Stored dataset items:
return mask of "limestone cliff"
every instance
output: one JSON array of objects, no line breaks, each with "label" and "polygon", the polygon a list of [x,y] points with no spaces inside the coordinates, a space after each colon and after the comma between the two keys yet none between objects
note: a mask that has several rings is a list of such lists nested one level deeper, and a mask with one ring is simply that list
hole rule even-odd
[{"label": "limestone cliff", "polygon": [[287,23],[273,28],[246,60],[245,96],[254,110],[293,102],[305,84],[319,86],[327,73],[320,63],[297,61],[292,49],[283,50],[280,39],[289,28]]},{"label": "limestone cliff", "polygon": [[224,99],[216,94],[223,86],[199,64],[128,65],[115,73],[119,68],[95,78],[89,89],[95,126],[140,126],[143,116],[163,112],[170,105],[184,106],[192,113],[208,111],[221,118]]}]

• YOUR TASK
Put these lines into a numbered list, leaving out any blank lines.

• TASK ANSWER
1. return mask of "limestone cliff"
2. every instance
3. output: one JSON array of objects, no line breaks, each with "label" and "polygon", the polygon a list of [x,y] points with no spaces inside the coordinates, a space after each colon and after the comma between the two keys yet none between objects
4. note: a mask that has several rings is a list of such lists nested one level deeper, and a mask with one ring is simply that list
5. hole rule even-odd
6. [{"label": "limestone cliff", "polygon": [[287,23],[273,28],[246,60],[245,96],[254,110],[293,102],[305,84],[319,86],[327,73],[320,63],[297,61],[292,49],[283,50],[280,39],[289,28]]},{"label": "limestone cliff", "polygon": [[224,99],[216,94],[223,86],[199,64],[128,65],[115,73],[119,68],[95,78],[89,89],[95,126],[140,126],[143,116],[163,112],[170,105],[184,106],[192,113],[208,111],[221,118]]}]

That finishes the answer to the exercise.